══ DOCUMENT PASSAGE
Decarbonising the heating and cooling sector is central to achieving the EU's energy and climate objectives.

Increasing renewables in heating and cooling

The Renewable Energy Directive (EU/2023/2413) includes specific measures to accelerate the development of renewables in heating and cooling. This includes binding national targets where each EU country must increase the share of renewables in heating and cooling every year, and a list of measures from which EU countries must pick in order to achieve them. The directive also includes targets on the share of renewables in district heating and cooling and in buildings. 

It requires EU countries to introduce measures to ensure energy system integration – that heating and cooling contribute to a more efficient, economic and flexible energy system; it also promotes the recovery and use of  waste heat and cold. In addition, the directive requires EU countries to ensure that there are enough qualified installers of heating and cooling systems; it also includes measures for integrating renewables in the EU building stock, the largest heating and cooling end-use sector.
════
══ RECORD LIST
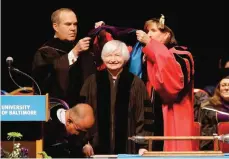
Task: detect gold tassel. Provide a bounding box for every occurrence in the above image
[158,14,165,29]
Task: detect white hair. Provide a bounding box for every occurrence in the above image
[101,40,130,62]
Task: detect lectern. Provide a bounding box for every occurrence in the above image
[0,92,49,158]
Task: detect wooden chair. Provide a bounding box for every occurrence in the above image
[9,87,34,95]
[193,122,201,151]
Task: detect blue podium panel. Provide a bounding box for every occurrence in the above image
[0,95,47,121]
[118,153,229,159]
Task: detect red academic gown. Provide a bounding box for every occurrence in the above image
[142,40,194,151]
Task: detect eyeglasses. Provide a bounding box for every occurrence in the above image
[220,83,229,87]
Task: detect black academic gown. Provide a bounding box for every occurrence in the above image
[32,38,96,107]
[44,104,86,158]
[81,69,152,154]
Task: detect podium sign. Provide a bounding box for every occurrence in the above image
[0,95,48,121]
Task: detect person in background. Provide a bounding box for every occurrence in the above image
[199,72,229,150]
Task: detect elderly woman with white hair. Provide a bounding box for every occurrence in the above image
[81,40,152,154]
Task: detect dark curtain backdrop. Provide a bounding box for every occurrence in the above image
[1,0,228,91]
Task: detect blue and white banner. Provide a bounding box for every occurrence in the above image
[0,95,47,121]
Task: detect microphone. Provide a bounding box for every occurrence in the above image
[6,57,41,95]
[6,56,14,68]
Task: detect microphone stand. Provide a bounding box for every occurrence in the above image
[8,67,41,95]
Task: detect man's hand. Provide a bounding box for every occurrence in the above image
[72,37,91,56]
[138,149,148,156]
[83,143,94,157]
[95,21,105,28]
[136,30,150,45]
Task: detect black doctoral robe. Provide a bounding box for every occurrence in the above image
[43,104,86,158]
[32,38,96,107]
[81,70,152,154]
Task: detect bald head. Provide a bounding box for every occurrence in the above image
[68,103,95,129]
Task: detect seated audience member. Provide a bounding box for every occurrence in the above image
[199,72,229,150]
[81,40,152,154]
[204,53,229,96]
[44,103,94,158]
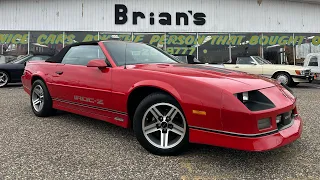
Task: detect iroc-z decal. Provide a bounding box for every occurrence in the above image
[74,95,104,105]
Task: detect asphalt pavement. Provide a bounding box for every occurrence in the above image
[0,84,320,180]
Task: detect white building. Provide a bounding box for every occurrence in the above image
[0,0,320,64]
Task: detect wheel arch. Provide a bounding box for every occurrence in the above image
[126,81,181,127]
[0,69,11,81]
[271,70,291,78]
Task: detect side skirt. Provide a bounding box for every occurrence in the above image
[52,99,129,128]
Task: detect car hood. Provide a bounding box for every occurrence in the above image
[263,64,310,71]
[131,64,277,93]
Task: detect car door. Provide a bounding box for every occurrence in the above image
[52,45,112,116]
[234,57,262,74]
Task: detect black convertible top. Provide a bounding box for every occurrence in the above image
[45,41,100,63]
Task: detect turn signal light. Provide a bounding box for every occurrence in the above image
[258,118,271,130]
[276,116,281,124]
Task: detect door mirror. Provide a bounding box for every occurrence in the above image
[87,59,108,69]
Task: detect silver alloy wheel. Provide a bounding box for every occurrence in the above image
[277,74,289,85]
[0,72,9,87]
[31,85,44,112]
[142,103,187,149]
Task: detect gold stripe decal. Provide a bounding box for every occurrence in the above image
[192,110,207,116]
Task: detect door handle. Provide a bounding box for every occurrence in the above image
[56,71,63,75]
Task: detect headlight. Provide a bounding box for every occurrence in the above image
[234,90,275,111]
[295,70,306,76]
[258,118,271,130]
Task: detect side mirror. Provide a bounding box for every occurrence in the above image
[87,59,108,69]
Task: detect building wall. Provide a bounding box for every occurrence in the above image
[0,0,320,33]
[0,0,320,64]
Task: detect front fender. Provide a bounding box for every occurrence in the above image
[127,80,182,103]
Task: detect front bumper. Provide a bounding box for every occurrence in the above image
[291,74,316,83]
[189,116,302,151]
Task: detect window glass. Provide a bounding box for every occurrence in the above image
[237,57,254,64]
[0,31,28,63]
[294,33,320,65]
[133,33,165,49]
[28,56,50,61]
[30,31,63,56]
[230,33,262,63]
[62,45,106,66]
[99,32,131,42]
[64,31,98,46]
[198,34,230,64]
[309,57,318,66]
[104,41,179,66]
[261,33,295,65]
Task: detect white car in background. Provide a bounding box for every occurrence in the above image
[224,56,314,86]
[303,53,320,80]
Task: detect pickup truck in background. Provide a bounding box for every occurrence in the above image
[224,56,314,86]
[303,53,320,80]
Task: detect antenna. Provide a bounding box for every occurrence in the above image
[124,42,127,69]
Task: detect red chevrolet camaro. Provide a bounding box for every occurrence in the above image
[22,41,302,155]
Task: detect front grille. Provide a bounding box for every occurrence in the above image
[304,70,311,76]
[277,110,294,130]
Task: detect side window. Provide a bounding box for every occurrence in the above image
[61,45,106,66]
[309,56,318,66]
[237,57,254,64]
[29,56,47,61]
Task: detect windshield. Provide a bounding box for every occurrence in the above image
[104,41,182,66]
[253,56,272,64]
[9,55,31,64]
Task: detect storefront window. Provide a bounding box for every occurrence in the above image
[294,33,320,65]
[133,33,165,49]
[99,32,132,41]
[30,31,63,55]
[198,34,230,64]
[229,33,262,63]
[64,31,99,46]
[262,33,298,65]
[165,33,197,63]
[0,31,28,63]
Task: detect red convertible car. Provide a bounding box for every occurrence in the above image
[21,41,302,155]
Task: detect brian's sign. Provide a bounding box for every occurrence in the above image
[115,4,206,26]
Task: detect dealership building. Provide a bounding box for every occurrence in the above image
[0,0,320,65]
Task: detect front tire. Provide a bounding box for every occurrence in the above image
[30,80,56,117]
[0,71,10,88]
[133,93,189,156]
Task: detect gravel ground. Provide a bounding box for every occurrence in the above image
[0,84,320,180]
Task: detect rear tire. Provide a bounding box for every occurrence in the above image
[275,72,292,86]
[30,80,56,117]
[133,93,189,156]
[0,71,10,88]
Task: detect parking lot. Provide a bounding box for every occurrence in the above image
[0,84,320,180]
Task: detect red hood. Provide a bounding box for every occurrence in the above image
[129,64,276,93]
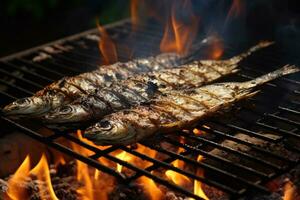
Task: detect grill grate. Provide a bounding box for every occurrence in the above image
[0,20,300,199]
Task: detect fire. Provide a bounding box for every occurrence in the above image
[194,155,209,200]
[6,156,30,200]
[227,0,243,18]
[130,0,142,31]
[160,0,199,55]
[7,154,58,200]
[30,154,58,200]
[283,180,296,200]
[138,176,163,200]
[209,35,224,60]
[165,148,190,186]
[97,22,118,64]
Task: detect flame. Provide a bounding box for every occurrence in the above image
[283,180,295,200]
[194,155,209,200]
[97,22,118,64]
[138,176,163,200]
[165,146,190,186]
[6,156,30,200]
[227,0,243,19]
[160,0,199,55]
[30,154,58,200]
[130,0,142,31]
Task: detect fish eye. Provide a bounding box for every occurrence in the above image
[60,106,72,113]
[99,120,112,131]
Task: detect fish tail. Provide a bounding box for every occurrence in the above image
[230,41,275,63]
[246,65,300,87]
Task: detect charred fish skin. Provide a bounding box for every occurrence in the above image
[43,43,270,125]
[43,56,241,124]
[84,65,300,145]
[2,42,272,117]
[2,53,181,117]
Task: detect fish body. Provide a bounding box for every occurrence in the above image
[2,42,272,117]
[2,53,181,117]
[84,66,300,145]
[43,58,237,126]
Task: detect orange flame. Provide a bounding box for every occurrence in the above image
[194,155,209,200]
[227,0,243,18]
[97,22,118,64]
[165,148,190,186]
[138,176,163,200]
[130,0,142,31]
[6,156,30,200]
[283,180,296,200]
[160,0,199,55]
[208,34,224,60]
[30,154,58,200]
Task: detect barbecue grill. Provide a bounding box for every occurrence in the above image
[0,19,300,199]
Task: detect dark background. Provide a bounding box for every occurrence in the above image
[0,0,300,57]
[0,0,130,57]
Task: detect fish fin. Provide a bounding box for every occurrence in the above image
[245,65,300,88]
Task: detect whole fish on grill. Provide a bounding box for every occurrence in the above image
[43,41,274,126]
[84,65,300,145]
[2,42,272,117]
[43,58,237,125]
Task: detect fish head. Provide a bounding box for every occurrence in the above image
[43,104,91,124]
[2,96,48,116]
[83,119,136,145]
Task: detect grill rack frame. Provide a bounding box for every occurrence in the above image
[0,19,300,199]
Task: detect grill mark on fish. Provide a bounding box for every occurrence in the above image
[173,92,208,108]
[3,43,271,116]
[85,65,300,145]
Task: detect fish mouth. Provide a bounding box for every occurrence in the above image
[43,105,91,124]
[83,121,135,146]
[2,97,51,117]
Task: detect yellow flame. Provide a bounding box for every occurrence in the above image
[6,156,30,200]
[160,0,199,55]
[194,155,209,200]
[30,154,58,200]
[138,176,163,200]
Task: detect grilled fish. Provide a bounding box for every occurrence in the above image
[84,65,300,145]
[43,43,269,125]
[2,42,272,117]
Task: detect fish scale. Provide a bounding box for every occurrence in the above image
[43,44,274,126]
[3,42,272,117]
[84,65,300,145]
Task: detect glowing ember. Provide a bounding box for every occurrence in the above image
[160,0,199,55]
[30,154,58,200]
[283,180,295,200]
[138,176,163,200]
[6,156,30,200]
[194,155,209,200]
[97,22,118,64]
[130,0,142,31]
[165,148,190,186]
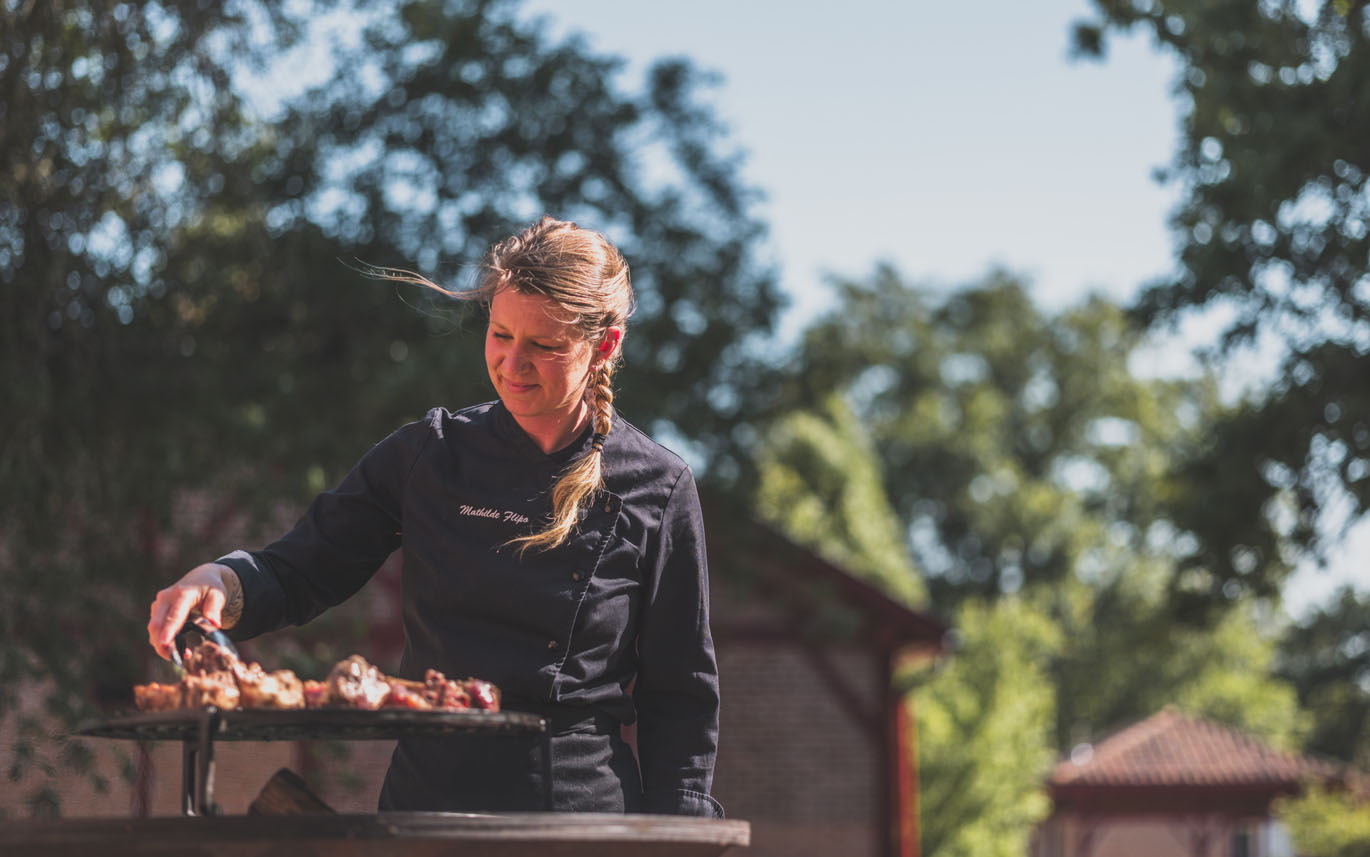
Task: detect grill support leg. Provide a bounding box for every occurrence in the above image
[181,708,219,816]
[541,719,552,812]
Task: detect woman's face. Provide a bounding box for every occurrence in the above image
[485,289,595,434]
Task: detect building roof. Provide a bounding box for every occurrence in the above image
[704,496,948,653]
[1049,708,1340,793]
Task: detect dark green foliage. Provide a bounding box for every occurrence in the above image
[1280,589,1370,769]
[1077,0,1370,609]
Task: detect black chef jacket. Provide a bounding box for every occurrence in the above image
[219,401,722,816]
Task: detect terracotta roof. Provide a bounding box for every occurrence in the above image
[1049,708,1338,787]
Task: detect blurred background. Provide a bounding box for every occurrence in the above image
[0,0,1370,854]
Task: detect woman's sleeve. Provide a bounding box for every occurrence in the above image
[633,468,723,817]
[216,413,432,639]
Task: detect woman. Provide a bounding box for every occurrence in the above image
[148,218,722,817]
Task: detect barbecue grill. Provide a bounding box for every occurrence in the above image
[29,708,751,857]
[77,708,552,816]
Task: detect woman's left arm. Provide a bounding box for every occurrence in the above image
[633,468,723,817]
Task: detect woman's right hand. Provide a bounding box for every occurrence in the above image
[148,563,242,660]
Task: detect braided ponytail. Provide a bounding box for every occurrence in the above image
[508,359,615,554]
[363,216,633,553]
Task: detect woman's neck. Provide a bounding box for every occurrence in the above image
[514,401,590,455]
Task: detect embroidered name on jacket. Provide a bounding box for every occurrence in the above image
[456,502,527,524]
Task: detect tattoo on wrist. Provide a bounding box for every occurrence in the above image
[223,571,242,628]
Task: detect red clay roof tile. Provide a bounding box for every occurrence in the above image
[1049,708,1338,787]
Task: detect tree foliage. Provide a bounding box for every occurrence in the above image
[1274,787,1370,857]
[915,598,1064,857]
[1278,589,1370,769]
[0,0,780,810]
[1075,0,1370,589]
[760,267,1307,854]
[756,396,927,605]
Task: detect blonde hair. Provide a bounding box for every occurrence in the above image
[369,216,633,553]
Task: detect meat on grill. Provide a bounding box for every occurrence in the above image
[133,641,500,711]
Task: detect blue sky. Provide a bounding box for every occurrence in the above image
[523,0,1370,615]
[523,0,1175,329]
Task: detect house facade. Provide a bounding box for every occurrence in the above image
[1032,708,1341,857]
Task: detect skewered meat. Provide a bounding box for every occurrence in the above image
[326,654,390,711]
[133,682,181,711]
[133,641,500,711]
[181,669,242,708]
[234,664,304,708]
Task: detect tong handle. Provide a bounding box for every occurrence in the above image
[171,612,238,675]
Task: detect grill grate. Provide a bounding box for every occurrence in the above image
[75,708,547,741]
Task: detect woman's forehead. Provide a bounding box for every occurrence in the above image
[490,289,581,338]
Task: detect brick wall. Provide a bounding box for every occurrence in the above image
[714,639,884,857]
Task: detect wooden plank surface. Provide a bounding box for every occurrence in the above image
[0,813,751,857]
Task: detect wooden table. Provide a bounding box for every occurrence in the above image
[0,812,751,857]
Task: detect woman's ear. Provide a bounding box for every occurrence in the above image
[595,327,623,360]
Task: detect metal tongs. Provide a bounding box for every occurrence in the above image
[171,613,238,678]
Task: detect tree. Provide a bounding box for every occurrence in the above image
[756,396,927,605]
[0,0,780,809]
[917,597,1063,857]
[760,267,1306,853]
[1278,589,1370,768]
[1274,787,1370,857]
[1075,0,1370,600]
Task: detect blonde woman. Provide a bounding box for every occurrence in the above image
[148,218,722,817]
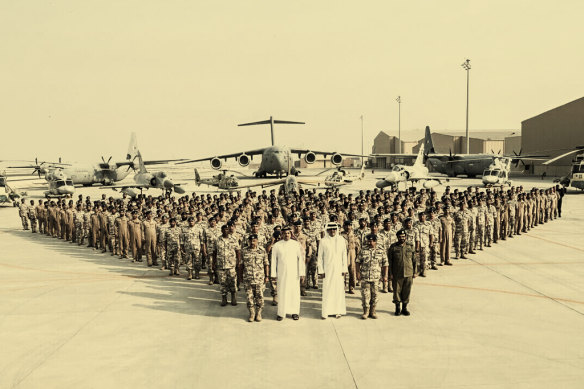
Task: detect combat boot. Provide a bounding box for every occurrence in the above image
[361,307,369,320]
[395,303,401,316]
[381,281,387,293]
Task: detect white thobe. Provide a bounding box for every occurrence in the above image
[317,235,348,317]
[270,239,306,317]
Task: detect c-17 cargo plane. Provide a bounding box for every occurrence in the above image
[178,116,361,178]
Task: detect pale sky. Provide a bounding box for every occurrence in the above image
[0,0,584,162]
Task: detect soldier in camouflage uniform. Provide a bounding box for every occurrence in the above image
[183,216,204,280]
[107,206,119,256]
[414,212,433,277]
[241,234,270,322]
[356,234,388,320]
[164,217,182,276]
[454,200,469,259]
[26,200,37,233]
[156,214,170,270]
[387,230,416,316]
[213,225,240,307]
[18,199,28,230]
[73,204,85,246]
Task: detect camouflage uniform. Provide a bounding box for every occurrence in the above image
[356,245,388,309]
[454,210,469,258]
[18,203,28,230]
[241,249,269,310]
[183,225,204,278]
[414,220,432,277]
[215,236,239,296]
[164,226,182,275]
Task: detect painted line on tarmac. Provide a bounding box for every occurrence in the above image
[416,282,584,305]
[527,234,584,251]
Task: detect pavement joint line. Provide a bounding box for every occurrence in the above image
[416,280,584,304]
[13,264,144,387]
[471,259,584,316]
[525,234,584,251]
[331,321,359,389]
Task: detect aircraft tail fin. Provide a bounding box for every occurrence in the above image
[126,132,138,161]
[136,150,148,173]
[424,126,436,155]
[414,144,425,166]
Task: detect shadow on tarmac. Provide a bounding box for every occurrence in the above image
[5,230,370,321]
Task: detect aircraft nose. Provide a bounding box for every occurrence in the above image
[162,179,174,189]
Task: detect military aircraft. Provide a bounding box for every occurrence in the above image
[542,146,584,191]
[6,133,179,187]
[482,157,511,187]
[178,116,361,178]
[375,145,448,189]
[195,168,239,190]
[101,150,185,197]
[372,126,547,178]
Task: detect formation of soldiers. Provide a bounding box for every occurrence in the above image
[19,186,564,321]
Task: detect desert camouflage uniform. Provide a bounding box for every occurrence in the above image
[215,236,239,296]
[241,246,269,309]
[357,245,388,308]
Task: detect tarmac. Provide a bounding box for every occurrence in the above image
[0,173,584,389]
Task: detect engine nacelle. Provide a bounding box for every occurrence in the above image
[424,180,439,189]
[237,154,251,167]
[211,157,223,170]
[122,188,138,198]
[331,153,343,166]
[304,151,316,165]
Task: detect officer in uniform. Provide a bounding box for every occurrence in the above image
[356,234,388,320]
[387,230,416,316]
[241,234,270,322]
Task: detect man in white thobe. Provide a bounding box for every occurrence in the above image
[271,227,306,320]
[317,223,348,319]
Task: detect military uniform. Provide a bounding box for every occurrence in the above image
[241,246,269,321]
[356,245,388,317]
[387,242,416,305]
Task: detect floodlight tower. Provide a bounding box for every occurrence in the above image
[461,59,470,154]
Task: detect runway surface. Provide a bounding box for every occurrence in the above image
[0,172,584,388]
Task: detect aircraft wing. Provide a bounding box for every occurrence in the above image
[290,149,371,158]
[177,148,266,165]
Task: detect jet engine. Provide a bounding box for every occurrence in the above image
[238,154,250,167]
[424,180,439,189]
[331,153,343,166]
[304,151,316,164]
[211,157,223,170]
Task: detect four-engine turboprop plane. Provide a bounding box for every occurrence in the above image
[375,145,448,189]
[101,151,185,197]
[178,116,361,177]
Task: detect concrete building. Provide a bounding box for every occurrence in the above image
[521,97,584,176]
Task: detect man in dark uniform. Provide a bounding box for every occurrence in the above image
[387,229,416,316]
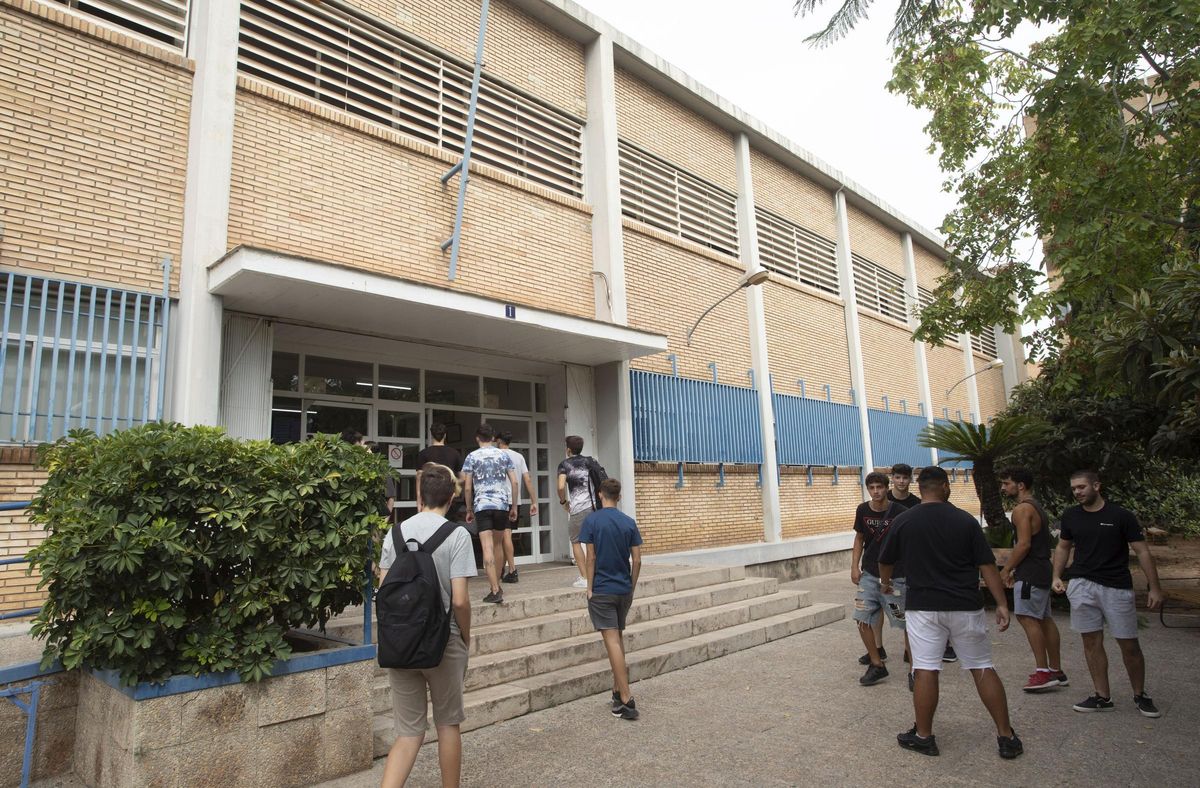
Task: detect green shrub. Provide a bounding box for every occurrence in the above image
════
WORK TO DO:
1. In the passage on EU heating and cooling, write out the part starting with "It requires EU" and going on through "cooling end-use sector.", swapping "qualified installers" for "certified installers".
2. According to the passage on EU heating and cooling, which end-use sector is the largest for heating and cooling?
3. Write what comes next in the passage on EU heating and cooling, picking up after its last sentence.

EXERCISE ANSWERS:
1.
It requires EU countries to introduce measures to ensure energy system integration – that heating and cooling contribute to a more efficient, economic and flexible energy system; it also promotes the recovery and use of  waste heat and cold. In addition, the directive requires EU countries to ensure that there are enough certified installers of heating and cooling systems; it also includes measures for integrating renewables in the EU building stock, the largest heating and cooling end-use sector.

2. The EU building stock.

3.
The EU renewable energy target has strong links with the EU energy efficiency targets and measures. The more energy saved, the easier it is for EU countries, and the EU as a whole, to reach their renewable energy targets. In addition, renewable heat sources such as ambient and geothermal energy, used mainly via heat pumps and solar thermal, provide low temperature heat (up to 200­° C), working most optimally with highly energy efficient well-insulated buildings or low temperature process heat (for example, breweries and food drying). Decarbonising the heating and cooling sector is 1 of the 3 focus areas of the renovation wave strategy.

The Delegated Act on renewable cooling adopted in 2023 complements the Renewable Energy Directive by setting rules on how energy used for cooling can count towards the Directive’s targets. This methodology rewards the best available technologies, such as highly efficient reversible heat pumps and free cooling by district cooling networks, while also incentivising the future deployment of innovative cooling technologies. It further enables EU countries to submit their own, more accurate methodologies. So far, only France has submitted a revised methodology for urban district cooling networks to better reflect their renewable energy performance.

EU Heating and Cooling Strategy

Planned for publication in the first quarter of 2026, the EU Heating and Cooling Strategy will support the implementation of current legislation to accelerate decarbonisation of the sector and improve its efficiency and system integration through 

  • integrated planning of energy infrastructure
  • district heating and cooling development
  • waste heat recovery 

It will address both supply and demand by, respectively, accelerating the deployment of clean heating and cooling and encouraging their use in important sectors like buildings and industry.

Announced in the Clean Industrial Deal and the Action Plan for Affordable Energy, this strategy will build on the 2016 Heating and Cooling Strategy, the Energy System Integration Strategy, and other existing EU legislation.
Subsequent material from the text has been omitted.